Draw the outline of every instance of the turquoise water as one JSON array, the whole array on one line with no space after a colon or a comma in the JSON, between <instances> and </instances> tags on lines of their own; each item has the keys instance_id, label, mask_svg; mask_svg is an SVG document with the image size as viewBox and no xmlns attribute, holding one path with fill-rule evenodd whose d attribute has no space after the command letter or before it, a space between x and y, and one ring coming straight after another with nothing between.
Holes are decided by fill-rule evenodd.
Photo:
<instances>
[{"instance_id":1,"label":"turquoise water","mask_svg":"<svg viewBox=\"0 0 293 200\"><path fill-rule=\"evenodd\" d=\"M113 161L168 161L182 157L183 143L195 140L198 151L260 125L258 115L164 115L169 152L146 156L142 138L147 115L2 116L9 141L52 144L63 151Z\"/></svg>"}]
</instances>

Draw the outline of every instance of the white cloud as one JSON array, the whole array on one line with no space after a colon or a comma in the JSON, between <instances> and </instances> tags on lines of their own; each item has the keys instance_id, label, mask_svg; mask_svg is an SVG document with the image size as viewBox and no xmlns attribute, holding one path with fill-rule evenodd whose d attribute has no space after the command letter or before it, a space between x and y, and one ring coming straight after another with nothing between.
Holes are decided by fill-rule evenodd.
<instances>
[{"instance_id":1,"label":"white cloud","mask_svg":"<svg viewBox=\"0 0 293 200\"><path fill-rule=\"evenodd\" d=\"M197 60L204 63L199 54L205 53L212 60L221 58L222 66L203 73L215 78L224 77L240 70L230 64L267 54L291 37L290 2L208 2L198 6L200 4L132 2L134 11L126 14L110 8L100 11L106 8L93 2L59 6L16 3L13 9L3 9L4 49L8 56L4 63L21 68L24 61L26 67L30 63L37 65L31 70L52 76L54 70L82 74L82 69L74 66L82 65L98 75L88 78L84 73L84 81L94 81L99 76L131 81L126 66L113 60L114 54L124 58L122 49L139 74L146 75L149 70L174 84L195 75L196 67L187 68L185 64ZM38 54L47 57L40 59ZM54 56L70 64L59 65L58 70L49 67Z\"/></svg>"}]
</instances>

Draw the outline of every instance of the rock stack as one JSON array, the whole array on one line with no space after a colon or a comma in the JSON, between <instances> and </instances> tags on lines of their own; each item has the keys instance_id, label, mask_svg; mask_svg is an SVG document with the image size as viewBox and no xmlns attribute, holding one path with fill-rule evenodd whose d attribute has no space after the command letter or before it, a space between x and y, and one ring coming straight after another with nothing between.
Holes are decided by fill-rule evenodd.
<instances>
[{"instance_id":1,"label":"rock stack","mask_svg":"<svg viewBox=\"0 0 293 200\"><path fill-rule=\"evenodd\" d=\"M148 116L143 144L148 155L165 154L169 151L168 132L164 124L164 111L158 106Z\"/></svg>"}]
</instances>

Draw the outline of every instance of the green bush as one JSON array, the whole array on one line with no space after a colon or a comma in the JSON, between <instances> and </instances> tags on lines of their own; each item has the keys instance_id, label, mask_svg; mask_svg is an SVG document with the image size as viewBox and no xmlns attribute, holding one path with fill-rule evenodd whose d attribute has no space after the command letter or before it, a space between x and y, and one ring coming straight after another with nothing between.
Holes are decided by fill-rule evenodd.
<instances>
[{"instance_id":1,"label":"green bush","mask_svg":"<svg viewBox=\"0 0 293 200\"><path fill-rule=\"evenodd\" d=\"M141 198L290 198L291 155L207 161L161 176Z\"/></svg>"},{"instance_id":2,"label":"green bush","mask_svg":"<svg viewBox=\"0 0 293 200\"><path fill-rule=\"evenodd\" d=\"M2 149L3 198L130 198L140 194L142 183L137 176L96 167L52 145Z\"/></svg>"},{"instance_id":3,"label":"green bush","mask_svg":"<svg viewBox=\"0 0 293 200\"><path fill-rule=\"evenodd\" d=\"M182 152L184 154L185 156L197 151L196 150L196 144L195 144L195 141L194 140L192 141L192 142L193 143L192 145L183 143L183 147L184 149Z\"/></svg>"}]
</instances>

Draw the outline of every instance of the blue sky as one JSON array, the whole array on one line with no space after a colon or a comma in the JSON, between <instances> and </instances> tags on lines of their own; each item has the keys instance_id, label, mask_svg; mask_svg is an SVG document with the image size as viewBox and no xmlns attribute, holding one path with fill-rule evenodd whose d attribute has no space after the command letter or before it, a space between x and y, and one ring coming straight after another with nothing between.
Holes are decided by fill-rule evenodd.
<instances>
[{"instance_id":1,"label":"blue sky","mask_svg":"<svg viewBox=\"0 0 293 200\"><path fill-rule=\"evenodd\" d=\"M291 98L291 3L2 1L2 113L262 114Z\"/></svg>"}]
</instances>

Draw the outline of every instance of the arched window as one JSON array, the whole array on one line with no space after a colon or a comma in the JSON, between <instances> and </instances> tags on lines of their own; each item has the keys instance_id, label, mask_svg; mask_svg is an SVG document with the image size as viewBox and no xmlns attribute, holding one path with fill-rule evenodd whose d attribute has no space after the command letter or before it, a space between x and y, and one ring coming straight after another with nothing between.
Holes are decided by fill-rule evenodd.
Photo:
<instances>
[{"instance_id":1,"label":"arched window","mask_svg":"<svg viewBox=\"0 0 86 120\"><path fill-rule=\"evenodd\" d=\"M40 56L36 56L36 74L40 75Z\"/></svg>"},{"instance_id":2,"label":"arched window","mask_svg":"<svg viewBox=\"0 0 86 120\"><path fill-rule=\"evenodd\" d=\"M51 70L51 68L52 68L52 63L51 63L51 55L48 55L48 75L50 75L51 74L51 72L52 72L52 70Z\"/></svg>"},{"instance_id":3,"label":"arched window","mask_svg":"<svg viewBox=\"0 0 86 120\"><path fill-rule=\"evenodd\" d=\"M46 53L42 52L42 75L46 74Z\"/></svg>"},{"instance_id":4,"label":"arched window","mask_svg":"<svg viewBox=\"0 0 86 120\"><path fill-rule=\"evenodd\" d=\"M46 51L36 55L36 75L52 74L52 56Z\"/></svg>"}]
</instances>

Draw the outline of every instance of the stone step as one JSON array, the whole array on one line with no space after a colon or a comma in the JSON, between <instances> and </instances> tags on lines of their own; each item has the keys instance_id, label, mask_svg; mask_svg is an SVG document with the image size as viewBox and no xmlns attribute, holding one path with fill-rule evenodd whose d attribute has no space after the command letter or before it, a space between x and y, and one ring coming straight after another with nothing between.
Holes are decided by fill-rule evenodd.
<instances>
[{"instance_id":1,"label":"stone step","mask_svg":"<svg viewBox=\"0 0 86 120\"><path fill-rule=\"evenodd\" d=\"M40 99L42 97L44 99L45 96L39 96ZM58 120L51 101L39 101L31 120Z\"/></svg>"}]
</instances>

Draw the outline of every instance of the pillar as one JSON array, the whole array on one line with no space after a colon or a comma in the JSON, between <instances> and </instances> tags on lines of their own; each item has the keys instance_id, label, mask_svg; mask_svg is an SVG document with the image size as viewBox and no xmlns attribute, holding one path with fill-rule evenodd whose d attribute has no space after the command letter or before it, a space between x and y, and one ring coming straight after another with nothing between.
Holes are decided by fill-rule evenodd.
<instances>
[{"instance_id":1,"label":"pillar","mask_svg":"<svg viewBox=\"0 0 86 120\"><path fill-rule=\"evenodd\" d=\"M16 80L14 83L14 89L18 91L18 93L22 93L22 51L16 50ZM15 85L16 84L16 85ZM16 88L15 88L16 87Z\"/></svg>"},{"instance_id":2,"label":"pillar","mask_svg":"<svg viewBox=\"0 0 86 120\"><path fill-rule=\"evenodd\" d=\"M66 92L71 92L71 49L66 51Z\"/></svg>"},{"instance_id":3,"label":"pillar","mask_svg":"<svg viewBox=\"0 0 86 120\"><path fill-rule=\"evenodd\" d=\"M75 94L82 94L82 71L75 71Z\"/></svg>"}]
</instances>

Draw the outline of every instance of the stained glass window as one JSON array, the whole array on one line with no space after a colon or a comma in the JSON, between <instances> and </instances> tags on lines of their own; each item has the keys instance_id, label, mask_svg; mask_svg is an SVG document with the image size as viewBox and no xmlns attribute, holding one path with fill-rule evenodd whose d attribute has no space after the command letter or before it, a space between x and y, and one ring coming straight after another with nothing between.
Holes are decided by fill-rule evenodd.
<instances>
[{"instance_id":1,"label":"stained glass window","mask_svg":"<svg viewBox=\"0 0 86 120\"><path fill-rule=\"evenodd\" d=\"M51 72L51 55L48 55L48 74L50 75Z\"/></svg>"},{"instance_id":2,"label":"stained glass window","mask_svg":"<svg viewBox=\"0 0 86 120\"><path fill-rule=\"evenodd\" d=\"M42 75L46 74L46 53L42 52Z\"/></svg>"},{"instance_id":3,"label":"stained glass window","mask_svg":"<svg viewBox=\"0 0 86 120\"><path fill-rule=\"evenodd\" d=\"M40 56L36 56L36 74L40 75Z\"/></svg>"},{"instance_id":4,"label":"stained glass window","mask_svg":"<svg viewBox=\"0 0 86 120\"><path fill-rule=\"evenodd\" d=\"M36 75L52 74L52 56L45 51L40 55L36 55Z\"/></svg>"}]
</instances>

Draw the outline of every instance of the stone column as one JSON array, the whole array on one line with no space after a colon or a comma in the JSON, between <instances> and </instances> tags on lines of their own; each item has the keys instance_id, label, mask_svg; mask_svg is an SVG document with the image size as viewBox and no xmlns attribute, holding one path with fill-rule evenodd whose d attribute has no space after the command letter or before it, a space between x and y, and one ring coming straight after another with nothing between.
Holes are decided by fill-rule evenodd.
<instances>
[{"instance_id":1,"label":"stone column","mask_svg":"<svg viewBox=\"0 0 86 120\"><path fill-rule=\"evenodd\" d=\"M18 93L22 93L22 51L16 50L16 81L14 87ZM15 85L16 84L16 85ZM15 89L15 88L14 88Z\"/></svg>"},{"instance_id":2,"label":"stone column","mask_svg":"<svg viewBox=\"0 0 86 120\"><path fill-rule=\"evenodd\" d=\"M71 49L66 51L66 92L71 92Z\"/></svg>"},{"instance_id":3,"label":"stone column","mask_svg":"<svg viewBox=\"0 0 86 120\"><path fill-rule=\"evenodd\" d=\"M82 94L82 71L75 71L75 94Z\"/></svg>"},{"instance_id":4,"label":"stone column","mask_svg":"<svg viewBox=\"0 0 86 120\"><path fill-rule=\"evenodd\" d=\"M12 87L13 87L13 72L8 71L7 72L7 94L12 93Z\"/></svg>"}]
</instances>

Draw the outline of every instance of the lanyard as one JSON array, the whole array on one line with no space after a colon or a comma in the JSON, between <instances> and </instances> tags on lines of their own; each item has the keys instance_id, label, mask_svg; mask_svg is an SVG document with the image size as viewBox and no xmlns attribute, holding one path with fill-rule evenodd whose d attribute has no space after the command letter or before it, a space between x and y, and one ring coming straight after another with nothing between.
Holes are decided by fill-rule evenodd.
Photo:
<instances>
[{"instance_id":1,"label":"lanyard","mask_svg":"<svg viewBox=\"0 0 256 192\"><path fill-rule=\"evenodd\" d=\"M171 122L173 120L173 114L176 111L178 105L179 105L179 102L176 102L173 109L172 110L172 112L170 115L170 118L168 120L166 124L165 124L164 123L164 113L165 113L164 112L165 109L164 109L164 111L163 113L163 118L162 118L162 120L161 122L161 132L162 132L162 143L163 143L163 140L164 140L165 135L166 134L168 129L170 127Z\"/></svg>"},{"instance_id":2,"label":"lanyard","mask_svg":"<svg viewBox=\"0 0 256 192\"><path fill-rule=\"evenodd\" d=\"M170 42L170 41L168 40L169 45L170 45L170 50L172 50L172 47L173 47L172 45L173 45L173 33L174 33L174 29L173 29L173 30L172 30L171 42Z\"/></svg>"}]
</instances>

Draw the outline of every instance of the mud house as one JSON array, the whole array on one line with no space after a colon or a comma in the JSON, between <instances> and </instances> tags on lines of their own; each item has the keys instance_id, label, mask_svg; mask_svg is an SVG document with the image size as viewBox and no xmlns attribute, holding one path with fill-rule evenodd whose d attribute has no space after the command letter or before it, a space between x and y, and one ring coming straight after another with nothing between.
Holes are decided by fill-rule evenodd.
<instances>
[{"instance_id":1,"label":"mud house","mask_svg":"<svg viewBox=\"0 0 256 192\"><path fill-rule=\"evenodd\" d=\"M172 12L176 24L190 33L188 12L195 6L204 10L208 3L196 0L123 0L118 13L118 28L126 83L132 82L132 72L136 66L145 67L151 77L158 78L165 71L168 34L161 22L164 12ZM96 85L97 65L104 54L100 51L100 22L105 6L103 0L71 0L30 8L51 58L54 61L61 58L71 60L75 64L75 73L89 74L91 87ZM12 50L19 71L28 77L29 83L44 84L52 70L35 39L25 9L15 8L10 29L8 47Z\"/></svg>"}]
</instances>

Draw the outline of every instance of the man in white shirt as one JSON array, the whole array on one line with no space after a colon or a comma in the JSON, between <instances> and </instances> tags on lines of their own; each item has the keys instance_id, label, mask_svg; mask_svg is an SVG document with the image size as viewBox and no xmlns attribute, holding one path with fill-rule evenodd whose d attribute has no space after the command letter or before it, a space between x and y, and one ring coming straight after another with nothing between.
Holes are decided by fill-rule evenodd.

________________________

**Aim:** Copy the data from the line containing "Draw the outline of every instance of the man" through the end of the data, swapping "evenodd" for "nonzero" and leaving everything else unchanged.

**Task answer:**
Draw the outline of every instance of the man in white shirt as one JSON array, the whole array on one line with no space after a colon or a comma in the JSON, between <instances> and </instances> tags on lines of their own; each item has the keys instance_id, label, mask_svg; mask_svg is an SVG document with the image size as viewBox and no xmlns attribute, holding one path with fill-rule nonzero whose d attribute has no space after the command letter or before it, a space between x and y, and one ring coming straight after another with nothing between.
Holes are decided by fill-rule nonzero.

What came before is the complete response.